▶ **Text**:
** begin **

Throughout history there have always been those who refuse to see Christ as anything more than a good man and a wise Jewish teacher. They’ll say he was a role model, a good example, an icon of morality, but they will refuse to accept Him for who he really is.

In his gospel account, John gets to the point right off the top: “In the beginning was the Word and the Word was with God and the Word was God. He was with God in the beginning.” I was teaching this verse to a 3rd and 4th grade Sunday School class not too long ago, and they came to understand that the “Word” that John speaks of here is the second Person of the Trinity, Jesus Christ, God’s only Son. And we need to accept that Jesus is not only the Son of God, but is God Himself, otherwise, His atonement was useless and empty.

** end **

▶ **Set problem**: Continue the passage about Jesus being God, picking up right after its final sentence.

▶ **Dataset entries**:
** begin **

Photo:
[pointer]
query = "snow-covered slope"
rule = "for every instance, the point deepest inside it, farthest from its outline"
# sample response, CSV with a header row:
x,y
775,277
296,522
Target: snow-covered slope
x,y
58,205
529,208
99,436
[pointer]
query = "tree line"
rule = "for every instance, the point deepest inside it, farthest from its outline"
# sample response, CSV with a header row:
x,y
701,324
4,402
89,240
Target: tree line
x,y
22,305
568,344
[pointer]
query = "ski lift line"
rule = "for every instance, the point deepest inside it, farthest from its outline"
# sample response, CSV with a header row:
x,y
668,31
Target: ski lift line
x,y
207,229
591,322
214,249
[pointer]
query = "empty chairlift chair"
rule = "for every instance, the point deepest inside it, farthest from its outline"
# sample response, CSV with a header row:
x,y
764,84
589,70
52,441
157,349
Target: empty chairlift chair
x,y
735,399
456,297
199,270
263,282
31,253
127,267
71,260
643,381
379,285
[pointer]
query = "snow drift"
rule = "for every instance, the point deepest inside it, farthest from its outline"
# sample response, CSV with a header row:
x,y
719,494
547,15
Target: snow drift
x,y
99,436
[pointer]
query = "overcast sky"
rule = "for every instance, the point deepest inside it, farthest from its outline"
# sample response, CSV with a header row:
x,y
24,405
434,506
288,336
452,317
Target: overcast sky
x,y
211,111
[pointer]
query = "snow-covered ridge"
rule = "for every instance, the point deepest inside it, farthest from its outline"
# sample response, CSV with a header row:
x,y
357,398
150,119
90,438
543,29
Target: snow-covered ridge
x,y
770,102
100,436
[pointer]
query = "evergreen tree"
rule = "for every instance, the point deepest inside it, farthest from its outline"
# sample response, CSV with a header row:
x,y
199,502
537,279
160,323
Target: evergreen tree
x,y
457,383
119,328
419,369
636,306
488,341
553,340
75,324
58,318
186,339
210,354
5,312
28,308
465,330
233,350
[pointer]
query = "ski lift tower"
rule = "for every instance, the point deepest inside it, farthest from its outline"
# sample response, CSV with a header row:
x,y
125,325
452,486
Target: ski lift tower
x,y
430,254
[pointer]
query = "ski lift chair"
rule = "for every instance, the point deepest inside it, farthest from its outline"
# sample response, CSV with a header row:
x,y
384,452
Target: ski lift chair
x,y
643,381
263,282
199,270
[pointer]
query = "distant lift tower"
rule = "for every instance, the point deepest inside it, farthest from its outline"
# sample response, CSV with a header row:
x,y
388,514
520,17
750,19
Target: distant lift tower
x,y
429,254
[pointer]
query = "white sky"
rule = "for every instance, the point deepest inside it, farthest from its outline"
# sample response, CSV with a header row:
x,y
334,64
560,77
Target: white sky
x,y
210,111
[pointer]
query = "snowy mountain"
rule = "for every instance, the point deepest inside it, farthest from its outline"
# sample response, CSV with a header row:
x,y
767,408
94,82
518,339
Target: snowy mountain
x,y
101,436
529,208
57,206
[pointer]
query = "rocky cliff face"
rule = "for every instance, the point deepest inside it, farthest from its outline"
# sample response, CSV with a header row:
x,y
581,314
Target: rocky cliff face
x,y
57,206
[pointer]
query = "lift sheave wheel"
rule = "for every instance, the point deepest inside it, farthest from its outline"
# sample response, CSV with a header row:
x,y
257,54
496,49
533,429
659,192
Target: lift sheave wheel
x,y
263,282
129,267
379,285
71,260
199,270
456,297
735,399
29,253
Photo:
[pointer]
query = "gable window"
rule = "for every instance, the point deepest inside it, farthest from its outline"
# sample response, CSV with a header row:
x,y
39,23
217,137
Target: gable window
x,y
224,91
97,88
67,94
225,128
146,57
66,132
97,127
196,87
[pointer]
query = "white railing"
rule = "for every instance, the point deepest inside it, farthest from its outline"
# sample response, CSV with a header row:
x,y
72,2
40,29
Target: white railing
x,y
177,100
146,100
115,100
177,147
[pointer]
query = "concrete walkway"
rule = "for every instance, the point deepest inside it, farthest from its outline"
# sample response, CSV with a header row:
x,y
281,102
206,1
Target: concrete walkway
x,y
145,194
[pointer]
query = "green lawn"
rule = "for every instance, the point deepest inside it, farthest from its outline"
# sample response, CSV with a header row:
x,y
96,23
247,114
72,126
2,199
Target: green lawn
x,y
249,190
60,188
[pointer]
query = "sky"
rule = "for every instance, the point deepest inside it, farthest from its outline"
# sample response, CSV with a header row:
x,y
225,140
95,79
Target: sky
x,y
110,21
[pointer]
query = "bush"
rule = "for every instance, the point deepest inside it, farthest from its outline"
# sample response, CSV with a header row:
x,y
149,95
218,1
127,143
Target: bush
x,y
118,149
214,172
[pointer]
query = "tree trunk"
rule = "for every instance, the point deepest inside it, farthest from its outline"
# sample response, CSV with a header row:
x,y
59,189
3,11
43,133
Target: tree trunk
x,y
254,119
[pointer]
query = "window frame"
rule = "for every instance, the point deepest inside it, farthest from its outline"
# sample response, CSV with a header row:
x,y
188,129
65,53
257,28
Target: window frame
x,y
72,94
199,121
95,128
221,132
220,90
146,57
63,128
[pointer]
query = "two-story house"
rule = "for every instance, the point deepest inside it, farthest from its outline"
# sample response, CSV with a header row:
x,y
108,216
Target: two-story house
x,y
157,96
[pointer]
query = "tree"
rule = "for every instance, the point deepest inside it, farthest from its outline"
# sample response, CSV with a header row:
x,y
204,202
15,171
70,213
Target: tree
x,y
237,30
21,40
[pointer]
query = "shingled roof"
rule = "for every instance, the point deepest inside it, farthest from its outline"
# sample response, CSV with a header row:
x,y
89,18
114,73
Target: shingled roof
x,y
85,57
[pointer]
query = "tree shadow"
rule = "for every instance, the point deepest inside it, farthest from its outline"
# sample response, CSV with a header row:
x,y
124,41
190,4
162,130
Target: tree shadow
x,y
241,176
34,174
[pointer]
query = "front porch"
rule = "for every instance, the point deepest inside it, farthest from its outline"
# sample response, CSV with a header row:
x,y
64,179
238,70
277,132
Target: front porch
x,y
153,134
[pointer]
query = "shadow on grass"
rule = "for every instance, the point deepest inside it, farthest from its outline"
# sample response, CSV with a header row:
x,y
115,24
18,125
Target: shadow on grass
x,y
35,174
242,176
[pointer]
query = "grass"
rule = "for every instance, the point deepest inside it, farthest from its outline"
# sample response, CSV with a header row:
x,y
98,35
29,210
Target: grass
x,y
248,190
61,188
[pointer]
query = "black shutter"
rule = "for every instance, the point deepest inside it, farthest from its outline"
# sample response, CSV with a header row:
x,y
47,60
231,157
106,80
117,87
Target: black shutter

** end **

▶ **Result of the task**:
In the final hours leading up to Jesus’ death, he faced what Chanski calls, “wholesale desertion.”  First, one of his own 12 closest friends betrayed him for a meager 30 pieces of silver. Then, in the Garden, in the moments of extreme mental and emotional agony, his disciples slept while he prayed, and once they woke, they fled. Then one of his dearest disciples, Simon Peter, denied—not once, not twice, but three times—that he even knew this man named Jesus!
The ultimate desertion, however, came at Christ’s darkest hour—as he hung upon the cross under the unbearable weight of the sins of you and me and of the whole world as the sole object of His Father’s wrath.

But it was at the moment of Christ’s death that mankind’s liberation from the bondage of sin was procured by a merciful Lord! As Spurgeon wrote, “The last word but one, ‘It is finished.’ There is the complete justification of the believer, since the work by which he is accepted is fully accomplished.”

Jesus hung there on that cross until His Father’s will was accomplished; until his errand was completed; until his chore was done; until His people had been redeemed; until He said resolutely, “IT IS FINISHED!”

Philip Graham Ryken wrote, “When Christ said, ‘It is finished,’ he was not merely uttering a sigh of relief or a moan of resignation…He was announcing a victorious proclamation! ‘IT IS FINISHED!’” Thus, Christ didn’t come to merely be an example of a good living, but secondly…

2. He came to deliver us from the wrath of God and to take away our sins.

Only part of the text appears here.